## Passage shown
* * * * * * *

The next day, we were joined by friends Mark and Lorrie who arrived from points south aboard their boat “Thor”. Plans were made for yet another reunion back in the Barra lagoon. While away from Barra, a strong afternoon wind combined with a very low tide produced some excitement as several boats drug anchor and ended up aground. Fortunately, due to the lagoon’s soft mud bottom and the help of other cruisers, the boats we soon re-anchored or stabilized until the rising tide would float them free. When we returned the next day, we were entertained by many stories of the wild afternoon.
Before long, it was time for us to head toward Puerto Vallarta where we had been offered crew positions in the 19th annual Banderas Bay Regatta aboard “Sirocco”, a J130 owned by friends Lee and Cathy from Oceanside California. Our departure strategy involved timing our trip around Cabo Corrientes in the early morning hours when the winds and currents would be most comfortable. We left the Barra lagoon in the morning and motor sailed to the Chamela Bay where we anchored in the late afternoon for a few hours rest. After dinner and a nap, we readied ourselves in the darkness and again set out toward the open sea. Our plan worked well and, although we found head winds in the mid teens and short, steep seas approaching the cape, we made it safely back to La Cruz (in Banderas Bay) by early afternoon the next day. We would later learn that others that had departed a few days before us had met with miserably rough conditions and even suffered some damage to their boats.
Returning to La Cruz felt like another homecoming and, as we settled into a marina slip for the first time in months, we were pleased to see a beehive of activity in the harbor as a large number of cruisers preparing for their South Pacific crossings had congregated and were making final pre-departure preparations. Soon, we were sharing their excitement and looking ahead to our own crossing in March of 2012.

* * * * * * *

## Data section
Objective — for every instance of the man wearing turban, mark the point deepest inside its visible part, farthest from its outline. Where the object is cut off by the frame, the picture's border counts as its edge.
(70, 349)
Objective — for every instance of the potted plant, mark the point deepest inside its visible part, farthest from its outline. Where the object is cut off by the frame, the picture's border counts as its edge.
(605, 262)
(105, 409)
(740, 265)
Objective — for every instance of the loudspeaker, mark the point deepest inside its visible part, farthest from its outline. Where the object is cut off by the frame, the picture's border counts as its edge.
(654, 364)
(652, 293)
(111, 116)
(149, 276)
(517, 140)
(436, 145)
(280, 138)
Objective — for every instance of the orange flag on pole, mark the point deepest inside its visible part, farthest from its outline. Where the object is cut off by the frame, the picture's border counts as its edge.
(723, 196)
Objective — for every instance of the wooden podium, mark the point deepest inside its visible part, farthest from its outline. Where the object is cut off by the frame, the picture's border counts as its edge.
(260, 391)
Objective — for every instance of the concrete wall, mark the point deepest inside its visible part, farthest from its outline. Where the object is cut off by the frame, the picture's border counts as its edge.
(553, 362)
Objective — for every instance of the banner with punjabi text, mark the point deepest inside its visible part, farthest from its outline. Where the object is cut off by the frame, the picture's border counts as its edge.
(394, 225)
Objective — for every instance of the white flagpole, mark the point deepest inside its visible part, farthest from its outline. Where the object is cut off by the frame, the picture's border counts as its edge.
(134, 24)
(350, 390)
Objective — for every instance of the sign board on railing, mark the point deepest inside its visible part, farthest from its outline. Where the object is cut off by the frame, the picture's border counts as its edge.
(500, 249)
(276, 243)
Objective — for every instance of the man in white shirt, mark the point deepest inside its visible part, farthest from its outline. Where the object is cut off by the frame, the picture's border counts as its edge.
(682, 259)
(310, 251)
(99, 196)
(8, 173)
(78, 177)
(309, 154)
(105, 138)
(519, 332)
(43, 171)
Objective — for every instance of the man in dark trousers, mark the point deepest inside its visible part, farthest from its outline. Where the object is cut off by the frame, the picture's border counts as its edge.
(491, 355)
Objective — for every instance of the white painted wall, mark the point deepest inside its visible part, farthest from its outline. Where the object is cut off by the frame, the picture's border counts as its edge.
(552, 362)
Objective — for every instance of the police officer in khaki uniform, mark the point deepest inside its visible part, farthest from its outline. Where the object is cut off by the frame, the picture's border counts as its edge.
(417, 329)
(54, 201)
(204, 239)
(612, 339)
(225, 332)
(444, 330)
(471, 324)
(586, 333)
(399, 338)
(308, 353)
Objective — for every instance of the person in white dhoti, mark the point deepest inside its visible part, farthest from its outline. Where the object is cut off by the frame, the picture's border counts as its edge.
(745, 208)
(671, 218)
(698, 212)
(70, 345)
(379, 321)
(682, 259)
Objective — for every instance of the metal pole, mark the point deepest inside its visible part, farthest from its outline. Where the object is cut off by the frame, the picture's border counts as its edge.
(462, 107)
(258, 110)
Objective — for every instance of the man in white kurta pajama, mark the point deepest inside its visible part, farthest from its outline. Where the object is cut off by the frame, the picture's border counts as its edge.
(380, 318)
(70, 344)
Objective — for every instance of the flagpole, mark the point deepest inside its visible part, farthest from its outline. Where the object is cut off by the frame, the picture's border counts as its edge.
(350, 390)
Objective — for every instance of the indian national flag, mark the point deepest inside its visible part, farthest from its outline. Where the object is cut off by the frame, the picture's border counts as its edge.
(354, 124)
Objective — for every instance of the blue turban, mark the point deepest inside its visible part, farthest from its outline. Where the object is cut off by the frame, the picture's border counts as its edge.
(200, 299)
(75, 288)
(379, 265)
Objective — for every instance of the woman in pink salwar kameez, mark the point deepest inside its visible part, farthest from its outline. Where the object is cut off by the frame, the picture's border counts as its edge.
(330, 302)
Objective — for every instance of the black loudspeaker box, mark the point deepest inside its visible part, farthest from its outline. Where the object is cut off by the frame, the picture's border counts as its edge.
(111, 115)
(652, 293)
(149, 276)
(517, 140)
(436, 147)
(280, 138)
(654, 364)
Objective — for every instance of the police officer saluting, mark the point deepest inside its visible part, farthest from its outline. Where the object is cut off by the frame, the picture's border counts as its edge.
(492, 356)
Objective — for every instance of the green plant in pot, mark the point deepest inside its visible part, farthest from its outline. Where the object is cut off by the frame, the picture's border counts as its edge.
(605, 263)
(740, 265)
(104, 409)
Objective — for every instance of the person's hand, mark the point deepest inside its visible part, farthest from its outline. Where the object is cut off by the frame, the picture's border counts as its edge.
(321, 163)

* * * * * * *

## What is expected
Carry on the sailing narrative about the Mexican coast, starting after its last sentence.

## Result of the exercise
Friday, March 11, 2011
As we begin this blog, we are sailing back and forth across Banderas Bay just a few miles from the city of Puerto Vallarta. It’s a beautiful, sunny day with a steady 10 knot breeze blowing from the west. Although the conditions make for a pleasant day of sailing, we are out on the water not for pleasure but to avoid surge and possible wave action caused by the tsunami that resulted from yesterday’s magnitude 8.9 earthquake in Japan. We are accompanied by about 100 other boats from the small harbors along this part of the Mexican coast and will remain safely offshore until the danger passes. Mark awoke this morning at about 6:30 am and got our first news of the earthquake via the internet. He searched various websites and found the general warning issued by the Pacific Tsunami Warning Center. Even though we are many thousands of miles from the earthquake’s center, we knew that the energy generated by the quake could produce serious surges in our location. Cruising sailors share general information each morning on a radio “net” and Mark tuned up the radio as chatter began about a possible tsunami hitting our area. Soon, the radio channel was alive with forecasts, reports and a discussion of safety tactics. To complicate matters, the annual Banderas Bay Regatta (sailboat race) is taking place this week and the local marinas are full of participating boats. In fact, we are crewing aboard a sleek and fast J-130 called “Sirocco” owned by our cruising friends Lee & Cathy from Oceanside California. With the help of 8 other crew members, Lee drove the boat to an exciting second place finish in yesterday’s first race of the regatta. After nearly 20 miles of racing, we finished just 50 seconds behind the winning boat. As we wait for a series of surges and currents in the harbors to subside, we will take a few minutes recap our adventures since our last blog entry.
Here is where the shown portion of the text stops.